(Stored data entries)
####################

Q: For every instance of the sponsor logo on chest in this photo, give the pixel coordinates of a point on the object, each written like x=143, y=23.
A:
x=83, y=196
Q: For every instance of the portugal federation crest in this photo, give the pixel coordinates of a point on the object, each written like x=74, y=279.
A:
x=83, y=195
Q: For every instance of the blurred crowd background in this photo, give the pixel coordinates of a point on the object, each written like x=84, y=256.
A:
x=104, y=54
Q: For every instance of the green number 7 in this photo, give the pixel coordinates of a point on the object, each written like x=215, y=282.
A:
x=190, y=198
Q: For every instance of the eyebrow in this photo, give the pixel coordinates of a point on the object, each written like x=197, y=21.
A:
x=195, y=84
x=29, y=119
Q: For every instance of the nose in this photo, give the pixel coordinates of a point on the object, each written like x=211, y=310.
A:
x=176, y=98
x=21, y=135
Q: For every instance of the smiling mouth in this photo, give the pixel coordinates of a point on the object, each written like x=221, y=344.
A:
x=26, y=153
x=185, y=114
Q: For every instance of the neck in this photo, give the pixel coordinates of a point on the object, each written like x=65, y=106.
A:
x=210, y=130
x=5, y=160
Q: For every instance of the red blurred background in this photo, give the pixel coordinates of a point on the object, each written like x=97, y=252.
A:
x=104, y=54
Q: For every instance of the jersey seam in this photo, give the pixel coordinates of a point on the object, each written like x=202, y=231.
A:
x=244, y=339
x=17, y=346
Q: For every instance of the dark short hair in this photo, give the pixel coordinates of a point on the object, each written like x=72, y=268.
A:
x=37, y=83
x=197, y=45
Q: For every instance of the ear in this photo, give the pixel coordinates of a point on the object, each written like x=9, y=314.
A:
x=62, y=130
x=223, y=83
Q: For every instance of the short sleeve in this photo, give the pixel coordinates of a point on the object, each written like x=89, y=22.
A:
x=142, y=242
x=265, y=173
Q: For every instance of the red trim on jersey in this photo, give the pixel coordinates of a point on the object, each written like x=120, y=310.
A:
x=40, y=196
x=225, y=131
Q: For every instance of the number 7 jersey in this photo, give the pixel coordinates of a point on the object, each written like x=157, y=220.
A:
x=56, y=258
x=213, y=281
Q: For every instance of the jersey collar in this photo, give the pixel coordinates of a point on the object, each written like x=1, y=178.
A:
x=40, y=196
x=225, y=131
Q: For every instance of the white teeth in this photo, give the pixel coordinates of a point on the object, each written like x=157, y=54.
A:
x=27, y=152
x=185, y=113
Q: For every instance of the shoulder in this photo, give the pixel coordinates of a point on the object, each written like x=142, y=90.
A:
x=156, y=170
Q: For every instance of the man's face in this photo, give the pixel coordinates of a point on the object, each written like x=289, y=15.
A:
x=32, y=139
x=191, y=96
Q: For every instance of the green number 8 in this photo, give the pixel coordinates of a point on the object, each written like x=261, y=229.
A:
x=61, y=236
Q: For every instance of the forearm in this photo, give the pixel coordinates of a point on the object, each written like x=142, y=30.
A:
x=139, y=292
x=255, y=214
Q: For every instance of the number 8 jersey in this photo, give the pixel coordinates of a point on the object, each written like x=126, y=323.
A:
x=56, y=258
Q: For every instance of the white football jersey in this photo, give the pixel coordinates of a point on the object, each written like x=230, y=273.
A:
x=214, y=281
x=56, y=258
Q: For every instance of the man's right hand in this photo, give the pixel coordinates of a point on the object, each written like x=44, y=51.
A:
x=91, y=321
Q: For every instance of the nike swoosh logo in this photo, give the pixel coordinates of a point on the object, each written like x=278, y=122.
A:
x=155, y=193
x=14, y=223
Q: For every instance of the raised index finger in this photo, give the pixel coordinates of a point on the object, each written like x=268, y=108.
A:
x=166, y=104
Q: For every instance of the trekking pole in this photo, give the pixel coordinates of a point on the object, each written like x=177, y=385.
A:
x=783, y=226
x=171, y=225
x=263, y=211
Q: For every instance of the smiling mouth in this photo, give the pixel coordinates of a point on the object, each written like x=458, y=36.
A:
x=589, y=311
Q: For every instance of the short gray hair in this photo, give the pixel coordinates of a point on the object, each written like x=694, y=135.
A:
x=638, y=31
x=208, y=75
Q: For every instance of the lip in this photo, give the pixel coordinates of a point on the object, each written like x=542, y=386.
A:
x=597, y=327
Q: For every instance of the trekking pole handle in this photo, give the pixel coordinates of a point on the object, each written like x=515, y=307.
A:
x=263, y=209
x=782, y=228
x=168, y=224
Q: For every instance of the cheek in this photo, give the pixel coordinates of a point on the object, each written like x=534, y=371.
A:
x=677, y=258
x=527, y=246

####################

--- Problem to solve ---
Keep only the lines from the line with "Q: For every instance of the number 8" to the end of the records above, and repeat them exactly.

--- Written answer ---
Q: For every instance of the number 8 jersey in this photo, give the pixel coordinates of a point on the object, each written like x=126, y=323.
A:
x=56, y=258
Q: For every instance of the white football jersey in this photo, give the pixel coordinates of a point on the object, each written like x=230, y=273.
A:
x=214, y=281
x=56, y=258
Q: For every instance of the man's right hand in this photo, give the pixel coordinates of a point on the object, each written like x=44, y=51.
A:
x=91, y=321
Q: For every instance of the nike swoosh logo in this photo, give the pixel coordinates of a point on the object, each written like x=278, y=122.
A:
x=155, y=193
x=14, y=223
Q: For every instance of the raised index finger in this photo, give the pixel coordinates of a point on the object, each written like x=268, y=108.
A:
x=166, y=104
Q: For every instance of the trekking pole in this photo, give the pixel coordinates of a point on the object, each written like x=177, y=385.
A:
x=783, y=226
x=171, y=225
x=263, y=211
Q: For every instance of the smiling mouth in this photo, give the pixel coordinates of a point on the object, each written like x=458, y=36.
A:
x=589, y=311
Q: For every instance of the short gray hair in this photo, give the pixel coordinates of a point on the object, each written like x=694, y=135.
A:
x=638, y=31
x=208, y=75
Q: For every instance of the lip in this photo, give the pixel coordinates of a point on the object, each written like x=542, y=386.
A:
x=597, y=327
Q: For every instance of the trekking pole handle in this photo, give the pixel coordinates of a point on the object, each written like x=515, y=307.
A:
x=263, y=209
x=782, y=228
x=168, y=224
Q: For every instance of the cheek in this photo, give the pixel coordinates of a point on the object, each written like x=534, y=371.
A:
x=677, y=258
x=527, y=246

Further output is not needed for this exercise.